**Exercise goal**: Pick up the text below on St Mary's Church in Whitby and extend it past its final sentence.

# Start of Passage shown

Whitby Bridge, Whitby, North Yorkshire

Whitby Bridge, Whitby, North Yorkshire

St. Mary’s Church Whitby

Address:
Next To The Abbey,
Whitby
YO22 4AU

The Church of Saint Mary is an Anglican parish church serving the town of Whitby in North Yorkshire England. It was founded around AD 1110, although its interior dates chiefly from the late 1700s. The church was designated a Grade I listed building on 23 February 1954.

It is situated on the town’s east cliff, overlooking the mouth of the River Esk overlooking the town, close to the ruins of Whitby Abbey. Church Steps, a flight of 199 steps lead up the hill to the church from the streets below. The church graveyard is used as a setting in Bram Stoker’s novel, Dracula.

St Mary's Church on the cliff at Whitby

St Mary’s Church on the cliff at Whitby

A Norman church was built on the site around 1110 and added to and altered over the centuries. The tower and transepts are from the 12th and 13th centuries. The tower is square and crenellated, as are the walls.

# End of Passage shown
# Start of Extracted material

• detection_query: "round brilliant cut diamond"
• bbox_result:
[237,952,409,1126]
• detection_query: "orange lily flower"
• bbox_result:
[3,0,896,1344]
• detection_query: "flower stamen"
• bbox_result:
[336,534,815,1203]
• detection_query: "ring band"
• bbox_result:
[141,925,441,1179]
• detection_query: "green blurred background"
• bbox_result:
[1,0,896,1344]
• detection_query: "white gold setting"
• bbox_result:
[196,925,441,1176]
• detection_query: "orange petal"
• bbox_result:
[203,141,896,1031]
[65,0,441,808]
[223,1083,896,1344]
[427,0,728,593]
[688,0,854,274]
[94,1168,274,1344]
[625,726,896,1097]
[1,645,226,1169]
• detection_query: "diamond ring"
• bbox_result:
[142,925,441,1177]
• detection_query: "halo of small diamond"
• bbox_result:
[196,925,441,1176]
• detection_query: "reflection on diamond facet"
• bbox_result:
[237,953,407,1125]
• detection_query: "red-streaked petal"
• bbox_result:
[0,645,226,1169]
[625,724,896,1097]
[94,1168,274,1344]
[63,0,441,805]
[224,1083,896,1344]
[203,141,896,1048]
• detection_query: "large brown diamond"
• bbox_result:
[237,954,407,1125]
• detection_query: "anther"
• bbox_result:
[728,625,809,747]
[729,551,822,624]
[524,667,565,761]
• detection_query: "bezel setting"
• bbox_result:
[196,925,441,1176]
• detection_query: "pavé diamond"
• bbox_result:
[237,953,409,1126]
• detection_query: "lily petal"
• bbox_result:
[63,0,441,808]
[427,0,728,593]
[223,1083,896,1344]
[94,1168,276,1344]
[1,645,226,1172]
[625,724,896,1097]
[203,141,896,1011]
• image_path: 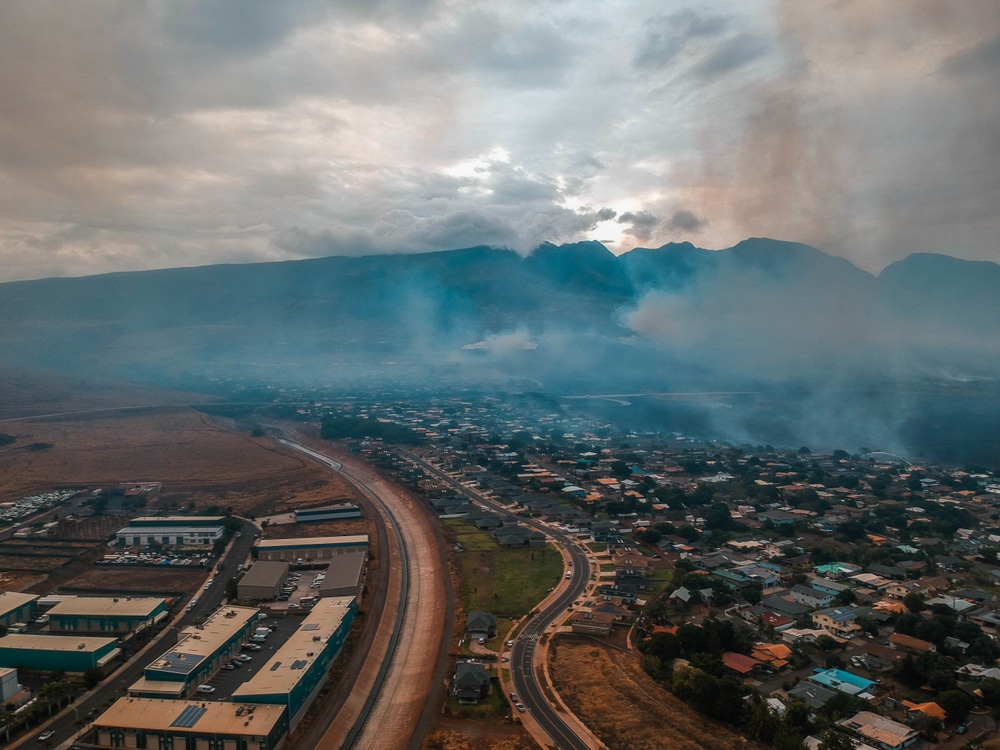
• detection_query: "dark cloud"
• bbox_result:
[633,8,730,68]
[692,32,770,80]
[667,210,708,232]
[615,211,660,241]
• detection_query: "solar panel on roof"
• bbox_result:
[170,706,208,729]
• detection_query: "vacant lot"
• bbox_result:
[549,637,756,750]
[446,519,563,617]
[0,407,354,515]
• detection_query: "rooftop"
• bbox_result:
[146,607,257,674]
[257,534,368,549]
[94,698,285,737]
[233,596,354,700]
[0,591,38,616]
[49,596,165,617]
[0,633,118,653]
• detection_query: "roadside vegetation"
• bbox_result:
[445,519,563,617]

# End of Extracted material

**Exercise output**:
One of the oldest parts of the church is the quire which has three round-headed windows at its east end. Its side walls originally had three bays with similar windows but have been altered. It has three aumbries, one with a small piscina. The nave has five bays and is contemporary with the quire, its south wall is much altered but three external buttresses remain. When the church was enlarged in 1818 most of the north wall was removed and replaced by columns to accommodate an aisle, four large square-headed windows were inserted on the south side, the south porch was built in 1823 and a north porch built in the new annexe. The ceilings over the nave are boarded with several skylights. The transept was built in the 13th century and has three altered lancet windows in its northern arm while its southern arm is considerably changed and its windows all replaced.

St Mary's Church across the river in Whitby

St Mary’s Church across the river in Whitby

The three-stage west tower has a squat appearance, its corners supported by flat buttresses and its embattled parapet is a 16th-century addition. It has a ring of eight bells.

The nave and transept have 19th-century galleries accessed by internal and external staircases and a three-decker pulpit which was installed in 1778 and altered in 1847. There is a monument to Sir Richard Cholmley who died in 1631.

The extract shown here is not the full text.